A recent Denver Post article, about a Kaiser Family Foundation study, reveals that children ages eight to 18 spend about 7½ hours a day using electronic devices. We find that disburbing, even before you toss in the hour and a half they spend texting or the half-hour they talk on their cell phones.
Long gone are the days when children spent hours playing hide-and-go-seek and jump rope. According to the study, that time has been replaced with surfing the web, looking up videos on You Tube and playing video games.
Obesity, a decrease in sleep, poor grades and narrowed social interactions are just a few of the consequences of children spending the majority of their waking moments in front of an electronic device.
If children are spending 7½ hours per day using electronic devices, those are 7-plus hours they’re not engaging in the world around them and not learning the critical interactive skills it takes to be successful in life.
“The trouble lies less in what they are doing and more in what they are not doing,” said Dr. David Schonfeld, director of the Division of Developmental and Behavioral Pediatrics at Cincinnati Children’s, and the National Center for School Crisis and Bereavement.

****

- _TO DO_:
- A) According to the passage on children's screen time, how long do children ages eight to 18 spend using electronic devices each day?
- B) Repeat a portion of the passage on children's screen time, beginning at the words "Obesity, a decrease" and stopping after "an electronic device.".

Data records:
****

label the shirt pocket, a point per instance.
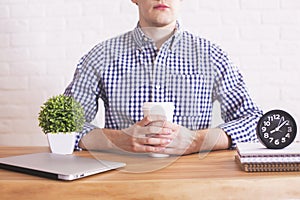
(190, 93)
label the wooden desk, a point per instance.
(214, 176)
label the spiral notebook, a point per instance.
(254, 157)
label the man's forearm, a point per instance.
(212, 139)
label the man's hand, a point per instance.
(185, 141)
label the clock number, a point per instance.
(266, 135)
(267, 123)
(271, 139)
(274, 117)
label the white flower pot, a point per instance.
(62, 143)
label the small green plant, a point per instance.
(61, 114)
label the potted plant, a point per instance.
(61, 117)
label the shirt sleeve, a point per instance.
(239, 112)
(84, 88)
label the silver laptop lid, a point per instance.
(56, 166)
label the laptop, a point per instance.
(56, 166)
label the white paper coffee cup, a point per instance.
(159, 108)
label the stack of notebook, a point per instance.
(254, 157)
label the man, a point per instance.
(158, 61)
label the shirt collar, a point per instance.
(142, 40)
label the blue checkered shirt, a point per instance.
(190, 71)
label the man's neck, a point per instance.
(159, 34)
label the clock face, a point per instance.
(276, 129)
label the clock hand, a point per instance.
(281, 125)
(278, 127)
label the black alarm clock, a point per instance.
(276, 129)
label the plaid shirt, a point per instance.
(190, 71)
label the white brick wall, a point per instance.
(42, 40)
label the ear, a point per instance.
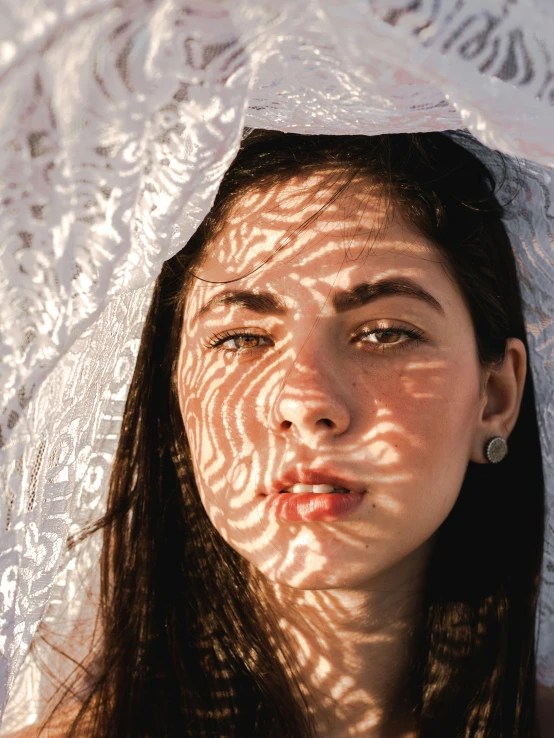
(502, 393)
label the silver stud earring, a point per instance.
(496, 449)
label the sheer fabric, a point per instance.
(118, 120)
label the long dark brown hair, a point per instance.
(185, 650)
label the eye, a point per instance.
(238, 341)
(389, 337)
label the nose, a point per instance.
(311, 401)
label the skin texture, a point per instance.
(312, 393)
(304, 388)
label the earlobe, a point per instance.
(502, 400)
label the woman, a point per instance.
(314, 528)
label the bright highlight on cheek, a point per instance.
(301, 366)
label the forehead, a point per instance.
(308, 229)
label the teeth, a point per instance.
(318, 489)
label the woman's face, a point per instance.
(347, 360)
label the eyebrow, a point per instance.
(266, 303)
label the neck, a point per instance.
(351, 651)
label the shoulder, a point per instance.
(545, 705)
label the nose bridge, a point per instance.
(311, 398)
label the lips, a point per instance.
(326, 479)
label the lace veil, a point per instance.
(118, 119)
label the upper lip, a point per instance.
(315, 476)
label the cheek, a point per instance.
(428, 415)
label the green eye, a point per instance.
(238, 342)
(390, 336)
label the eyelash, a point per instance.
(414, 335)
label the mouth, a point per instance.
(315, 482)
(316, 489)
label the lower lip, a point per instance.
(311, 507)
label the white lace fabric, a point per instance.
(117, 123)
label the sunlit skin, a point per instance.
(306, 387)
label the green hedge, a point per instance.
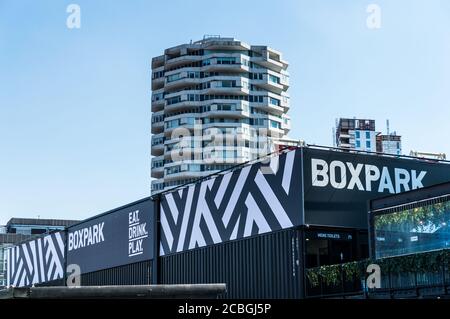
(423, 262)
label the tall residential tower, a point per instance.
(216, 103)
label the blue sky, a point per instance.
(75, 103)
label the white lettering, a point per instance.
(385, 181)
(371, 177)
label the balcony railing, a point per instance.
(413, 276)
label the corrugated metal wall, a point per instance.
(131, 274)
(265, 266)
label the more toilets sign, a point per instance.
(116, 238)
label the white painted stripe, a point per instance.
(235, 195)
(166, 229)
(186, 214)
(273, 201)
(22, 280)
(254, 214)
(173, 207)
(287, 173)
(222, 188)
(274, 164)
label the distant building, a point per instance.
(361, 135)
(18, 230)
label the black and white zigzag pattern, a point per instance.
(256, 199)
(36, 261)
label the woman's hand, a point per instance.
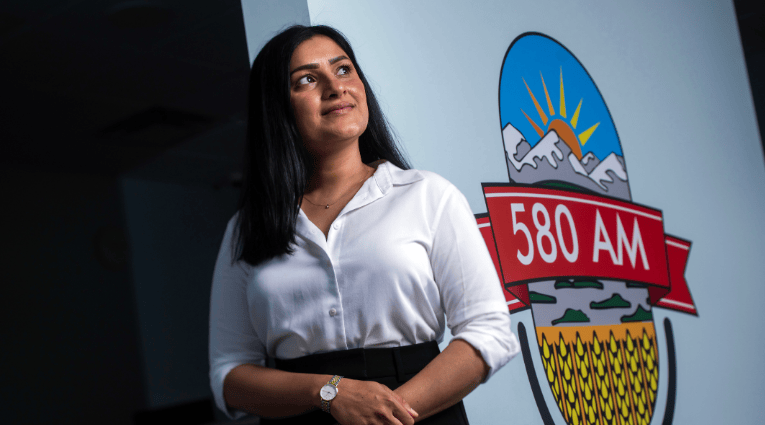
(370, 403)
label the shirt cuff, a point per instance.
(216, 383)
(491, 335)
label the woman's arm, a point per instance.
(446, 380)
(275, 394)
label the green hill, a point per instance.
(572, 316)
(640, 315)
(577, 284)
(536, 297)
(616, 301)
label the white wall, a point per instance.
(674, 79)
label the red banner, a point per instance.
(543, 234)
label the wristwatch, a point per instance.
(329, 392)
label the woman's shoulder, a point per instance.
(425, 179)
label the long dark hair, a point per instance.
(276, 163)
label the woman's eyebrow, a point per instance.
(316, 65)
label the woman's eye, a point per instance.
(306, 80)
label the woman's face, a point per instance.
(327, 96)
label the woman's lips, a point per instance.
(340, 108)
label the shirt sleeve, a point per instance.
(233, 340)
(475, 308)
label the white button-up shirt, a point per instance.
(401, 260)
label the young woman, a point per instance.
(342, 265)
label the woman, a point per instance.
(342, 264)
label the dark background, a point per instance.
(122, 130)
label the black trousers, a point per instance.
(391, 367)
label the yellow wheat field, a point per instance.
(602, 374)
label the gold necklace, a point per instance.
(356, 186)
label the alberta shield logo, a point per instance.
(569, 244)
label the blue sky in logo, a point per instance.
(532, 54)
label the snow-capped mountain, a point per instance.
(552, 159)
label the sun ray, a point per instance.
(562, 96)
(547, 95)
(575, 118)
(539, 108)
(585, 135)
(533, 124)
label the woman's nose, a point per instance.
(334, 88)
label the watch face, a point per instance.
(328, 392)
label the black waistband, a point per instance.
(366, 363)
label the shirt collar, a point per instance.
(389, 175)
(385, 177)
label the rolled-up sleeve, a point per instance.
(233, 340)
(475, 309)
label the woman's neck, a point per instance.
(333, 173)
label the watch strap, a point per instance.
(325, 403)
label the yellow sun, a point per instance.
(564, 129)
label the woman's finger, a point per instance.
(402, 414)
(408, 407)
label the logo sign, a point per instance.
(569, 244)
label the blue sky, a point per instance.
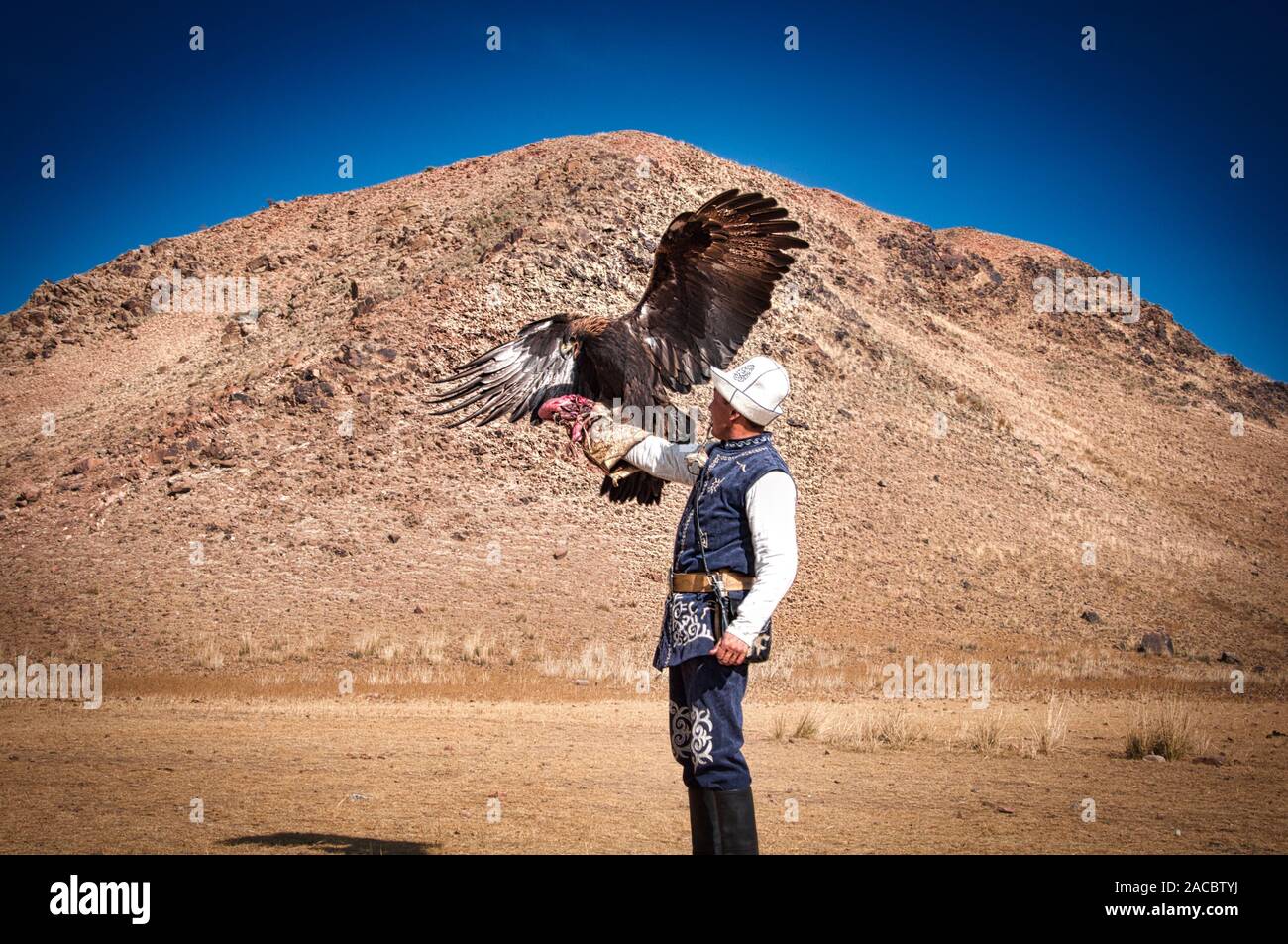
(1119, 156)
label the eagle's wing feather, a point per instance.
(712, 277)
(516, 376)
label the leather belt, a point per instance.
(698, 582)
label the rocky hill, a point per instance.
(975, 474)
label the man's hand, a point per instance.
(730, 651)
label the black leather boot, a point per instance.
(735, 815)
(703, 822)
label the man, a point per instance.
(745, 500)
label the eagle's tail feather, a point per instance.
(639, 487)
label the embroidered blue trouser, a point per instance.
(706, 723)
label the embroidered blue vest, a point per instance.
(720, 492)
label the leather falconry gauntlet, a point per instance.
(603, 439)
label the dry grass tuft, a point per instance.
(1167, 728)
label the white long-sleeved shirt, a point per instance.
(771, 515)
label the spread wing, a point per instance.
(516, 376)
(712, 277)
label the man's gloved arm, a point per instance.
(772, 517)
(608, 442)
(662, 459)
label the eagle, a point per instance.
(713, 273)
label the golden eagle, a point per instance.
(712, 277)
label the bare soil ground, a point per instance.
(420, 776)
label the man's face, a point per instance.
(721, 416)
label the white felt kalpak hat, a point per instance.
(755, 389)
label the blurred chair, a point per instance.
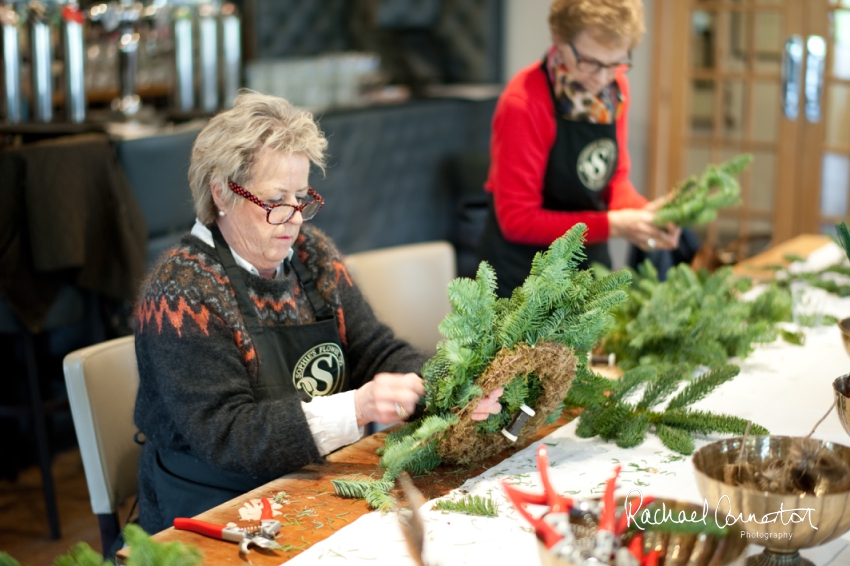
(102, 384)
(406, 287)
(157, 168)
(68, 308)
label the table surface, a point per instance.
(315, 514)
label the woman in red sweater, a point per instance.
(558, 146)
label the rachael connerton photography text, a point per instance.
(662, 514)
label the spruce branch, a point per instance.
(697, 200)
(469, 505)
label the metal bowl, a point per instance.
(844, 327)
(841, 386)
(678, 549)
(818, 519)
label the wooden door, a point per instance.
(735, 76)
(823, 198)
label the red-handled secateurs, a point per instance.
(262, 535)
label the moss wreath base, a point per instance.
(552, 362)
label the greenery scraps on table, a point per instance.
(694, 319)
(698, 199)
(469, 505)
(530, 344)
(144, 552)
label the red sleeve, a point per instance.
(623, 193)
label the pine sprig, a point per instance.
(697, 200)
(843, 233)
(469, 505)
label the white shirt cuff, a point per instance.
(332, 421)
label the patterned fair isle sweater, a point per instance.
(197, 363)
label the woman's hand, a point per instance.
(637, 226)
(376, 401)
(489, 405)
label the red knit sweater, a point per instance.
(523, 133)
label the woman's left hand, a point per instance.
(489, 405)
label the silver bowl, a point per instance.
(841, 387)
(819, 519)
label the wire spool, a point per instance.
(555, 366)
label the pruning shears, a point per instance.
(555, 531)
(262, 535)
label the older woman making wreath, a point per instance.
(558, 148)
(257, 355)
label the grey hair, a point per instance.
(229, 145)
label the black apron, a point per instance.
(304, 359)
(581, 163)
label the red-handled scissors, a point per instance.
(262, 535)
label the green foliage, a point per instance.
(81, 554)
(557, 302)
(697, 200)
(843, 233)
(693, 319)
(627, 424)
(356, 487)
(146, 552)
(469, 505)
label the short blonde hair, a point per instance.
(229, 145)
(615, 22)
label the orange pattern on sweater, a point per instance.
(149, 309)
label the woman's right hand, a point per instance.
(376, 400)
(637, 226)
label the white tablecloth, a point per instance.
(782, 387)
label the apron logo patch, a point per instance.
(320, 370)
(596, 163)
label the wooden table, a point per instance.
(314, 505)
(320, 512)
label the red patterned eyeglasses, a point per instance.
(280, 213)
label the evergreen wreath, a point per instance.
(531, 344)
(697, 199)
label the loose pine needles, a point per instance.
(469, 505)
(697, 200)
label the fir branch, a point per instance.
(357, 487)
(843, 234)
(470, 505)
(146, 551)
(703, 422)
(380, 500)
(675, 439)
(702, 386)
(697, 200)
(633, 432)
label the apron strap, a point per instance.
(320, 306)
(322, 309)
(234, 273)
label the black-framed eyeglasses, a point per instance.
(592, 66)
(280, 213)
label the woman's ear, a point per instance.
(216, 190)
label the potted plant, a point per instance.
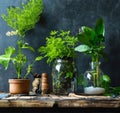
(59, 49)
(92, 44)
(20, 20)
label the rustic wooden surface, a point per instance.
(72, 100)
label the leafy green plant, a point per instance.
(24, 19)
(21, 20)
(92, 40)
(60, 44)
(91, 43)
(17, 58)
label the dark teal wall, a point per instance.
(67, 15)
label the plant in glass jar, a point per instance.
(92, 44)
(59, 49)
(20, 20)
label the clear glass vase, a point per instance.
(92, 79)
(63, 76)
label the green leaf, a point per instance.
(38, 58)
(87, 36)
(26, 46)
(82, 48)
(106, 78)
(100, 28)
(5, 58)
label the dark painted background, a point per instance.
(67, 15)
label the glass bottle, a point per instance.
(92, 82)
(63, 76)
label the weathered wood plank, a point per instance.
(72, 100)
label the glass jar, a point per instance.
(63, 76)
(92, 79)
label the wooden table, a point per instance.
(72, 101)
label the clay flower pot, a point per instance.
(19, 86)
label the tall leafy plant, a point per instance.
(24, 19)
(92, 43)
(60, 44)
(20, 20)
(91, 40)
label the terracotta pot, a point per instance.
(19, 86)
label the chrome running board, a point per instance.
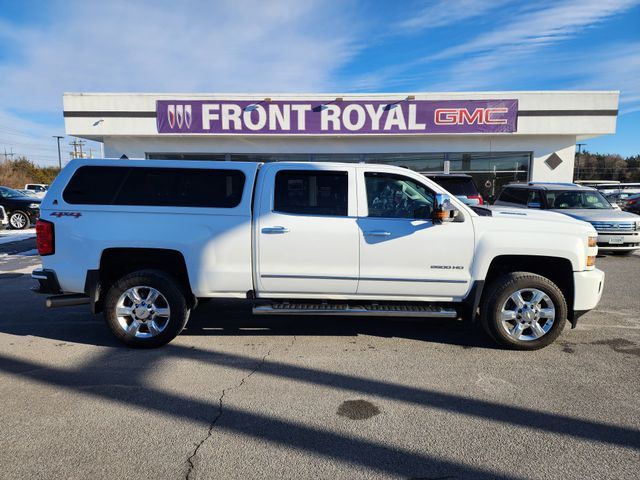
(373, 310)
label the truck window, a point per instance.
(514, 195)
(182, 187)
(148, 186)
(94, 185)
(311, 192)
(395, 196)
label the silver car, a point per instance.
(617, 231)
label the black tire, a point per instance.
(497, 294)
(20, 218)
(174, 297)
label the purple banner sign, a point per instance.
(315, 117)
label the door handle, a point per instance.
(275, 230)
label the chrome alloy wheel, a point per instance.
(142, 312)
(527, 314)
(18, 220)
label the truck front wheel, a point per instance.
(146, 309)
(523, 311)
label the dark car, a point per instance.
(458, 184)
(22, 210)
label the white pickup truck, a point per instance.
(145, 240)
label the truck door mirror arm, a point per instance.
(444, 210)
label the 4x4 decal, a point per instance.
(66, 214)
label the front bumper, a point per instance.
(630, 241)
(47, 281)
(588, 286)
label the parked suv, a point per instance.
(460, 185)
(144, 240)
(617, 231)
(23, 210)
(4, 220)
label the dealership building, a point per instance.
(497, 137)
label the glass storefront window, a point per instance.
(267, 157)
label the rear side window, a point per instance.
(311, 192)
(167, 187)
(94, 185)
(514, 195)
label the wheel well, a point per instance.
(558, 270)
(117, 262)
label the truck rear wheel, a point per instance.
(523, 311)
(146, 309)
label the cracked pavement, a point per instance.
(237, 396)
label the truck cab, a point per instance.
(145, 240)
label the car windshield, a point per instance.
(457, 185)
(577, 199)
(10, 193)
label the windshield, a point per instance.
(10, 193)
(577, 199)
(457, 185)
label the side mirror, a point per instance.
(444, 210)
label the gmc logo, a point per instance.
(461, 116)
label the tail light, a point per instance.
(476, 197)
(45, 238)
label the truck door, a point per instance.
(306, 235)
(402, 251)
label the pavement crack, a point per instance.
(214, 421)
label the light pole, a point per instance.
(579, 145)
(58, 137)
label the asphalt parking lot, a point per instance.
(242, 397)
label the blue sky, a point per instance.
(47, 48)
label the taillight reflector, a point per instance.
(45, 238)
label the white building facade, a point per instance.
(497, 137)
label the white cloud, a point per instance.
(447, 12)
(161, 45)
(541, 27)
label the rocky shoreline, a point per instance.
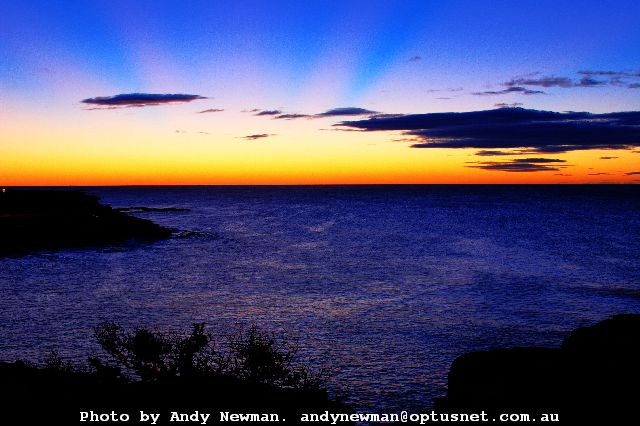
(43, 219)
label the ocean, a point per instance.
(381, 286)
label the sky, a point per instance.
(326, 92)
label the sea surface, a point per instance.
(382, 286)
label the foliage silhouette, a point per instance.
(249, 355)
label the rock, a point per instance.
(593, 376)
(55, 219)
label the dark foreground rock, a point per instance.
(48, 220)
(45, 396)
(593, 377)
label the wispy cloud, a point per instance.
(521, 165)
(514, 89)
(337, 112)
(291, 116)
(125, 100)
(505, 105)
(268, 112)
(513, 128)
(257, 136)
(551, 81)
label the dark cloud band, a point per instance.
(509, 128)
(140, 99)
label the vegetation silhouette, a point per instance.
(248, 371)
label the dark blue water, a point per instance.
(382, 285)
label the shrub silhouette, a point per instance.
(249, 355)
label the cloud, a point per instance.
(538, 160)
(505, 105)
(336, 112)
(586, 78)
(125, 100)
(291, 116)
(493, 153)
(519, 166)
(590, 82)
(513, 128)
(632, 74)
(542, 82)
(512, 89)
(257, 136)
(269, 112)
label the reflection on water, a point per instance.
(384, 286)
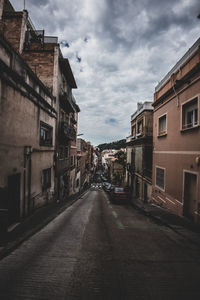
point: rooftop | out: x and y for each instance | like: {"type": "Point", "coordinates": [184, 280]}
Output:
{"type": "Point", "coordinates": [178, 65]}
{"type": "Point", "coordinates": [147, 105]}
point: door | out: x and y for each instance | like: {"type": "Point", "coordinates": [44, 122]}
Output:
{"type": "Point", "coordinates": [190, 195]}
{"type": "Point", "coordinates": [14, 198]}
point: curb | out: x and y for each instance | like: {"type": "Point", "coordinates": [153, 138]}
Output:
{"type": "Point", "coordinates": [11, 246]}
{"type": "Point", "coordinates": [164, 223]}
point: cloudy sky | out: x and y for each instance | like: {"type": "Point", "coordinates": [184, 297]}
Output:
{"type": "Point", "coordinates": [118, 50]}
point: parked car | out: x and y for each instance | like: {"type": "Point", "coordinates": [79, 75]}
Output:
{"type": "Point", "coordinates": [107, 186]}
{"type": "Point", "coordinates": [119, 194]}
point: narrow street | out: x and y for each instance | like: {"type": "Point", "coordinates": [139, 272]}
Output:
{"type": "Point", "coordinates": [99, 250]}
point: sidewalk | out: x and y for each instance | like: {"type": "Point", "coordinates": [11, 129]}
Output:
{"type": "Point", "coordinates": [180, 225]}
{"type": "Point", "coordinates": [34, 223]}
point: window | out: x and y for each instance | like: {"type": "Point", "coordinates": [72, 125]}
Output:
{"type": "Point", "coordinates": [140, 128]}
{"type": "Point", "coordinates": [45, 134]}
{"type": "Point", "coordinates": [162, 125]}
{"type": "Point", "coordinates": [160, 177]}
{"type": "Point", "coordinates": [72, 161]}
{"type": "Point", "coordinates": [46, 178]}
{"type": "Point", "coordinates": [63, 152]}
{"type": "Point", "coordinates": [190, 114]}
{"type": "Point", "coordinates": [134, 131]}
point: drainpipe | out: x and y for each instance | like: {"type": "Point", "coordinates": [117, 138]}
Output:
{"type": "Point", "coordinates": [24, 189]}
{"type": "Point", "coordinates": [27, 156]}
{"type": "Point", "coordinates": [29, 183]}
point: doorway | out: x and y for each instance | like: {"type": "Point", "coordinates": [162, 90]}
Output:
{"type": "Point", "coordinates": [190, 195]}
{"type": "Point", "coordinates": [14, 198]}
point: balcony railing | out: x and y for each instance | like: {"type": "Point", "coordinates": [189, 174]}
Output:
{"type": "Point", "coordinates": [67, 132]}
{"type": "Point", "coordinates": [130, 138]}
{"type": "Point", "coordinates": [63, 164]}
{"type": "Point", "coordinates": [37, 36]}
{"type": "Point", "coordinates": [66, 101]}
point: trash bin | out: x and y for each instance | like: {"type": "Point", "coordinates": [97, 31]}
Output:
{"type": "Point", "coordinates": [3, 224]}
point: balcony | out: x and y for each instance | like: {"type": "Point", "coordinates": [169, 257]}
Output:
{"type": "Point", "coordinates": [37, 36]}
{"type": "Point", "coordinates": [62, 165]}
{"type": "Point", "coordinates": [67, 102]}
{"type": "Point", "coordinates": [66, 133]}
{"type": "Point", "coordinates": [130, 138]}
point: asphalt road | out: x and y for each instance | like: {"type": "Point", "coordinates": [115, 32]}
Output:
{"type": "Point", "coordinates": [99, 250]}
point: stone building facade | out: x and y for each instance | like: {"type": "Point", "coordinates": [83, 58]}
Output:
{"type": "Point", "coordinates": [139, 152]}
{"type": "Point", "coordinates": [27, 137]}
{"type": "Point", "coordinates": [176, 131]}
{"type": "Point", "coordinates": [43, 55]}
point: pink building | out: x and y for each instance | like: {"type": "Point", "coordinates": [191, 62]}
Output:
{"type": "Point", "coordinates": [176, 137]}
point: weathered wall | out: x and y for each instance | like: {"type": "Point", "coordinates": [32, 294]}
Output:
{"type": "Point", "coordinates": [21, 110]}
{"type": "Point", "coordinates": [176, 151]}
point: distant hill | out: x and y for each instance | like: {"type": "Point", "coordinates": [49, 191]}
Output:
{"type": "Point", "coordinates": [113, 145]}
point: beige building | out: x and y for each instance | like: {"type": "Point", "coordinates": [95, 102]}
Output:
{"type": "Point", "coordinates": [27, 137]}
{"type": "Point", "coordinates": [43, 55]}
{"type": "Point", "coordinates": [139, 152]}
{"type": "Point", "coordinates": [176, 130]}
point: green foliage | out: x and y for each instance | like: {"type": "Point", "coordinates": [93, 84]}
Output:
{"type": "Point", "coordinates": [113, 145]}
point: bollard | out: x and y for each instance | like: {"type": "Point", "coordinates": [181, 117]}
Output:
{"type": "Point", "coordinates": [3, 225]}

****

- _ANSWERS TO THE TASKS_:
- A) About 7½ hours a day.

- B)
Obesity, a decrease in sleep, poor grades and narrowed social interactions are just a few of the consequences of children spending the majority of their waking moments in front of an electronic device.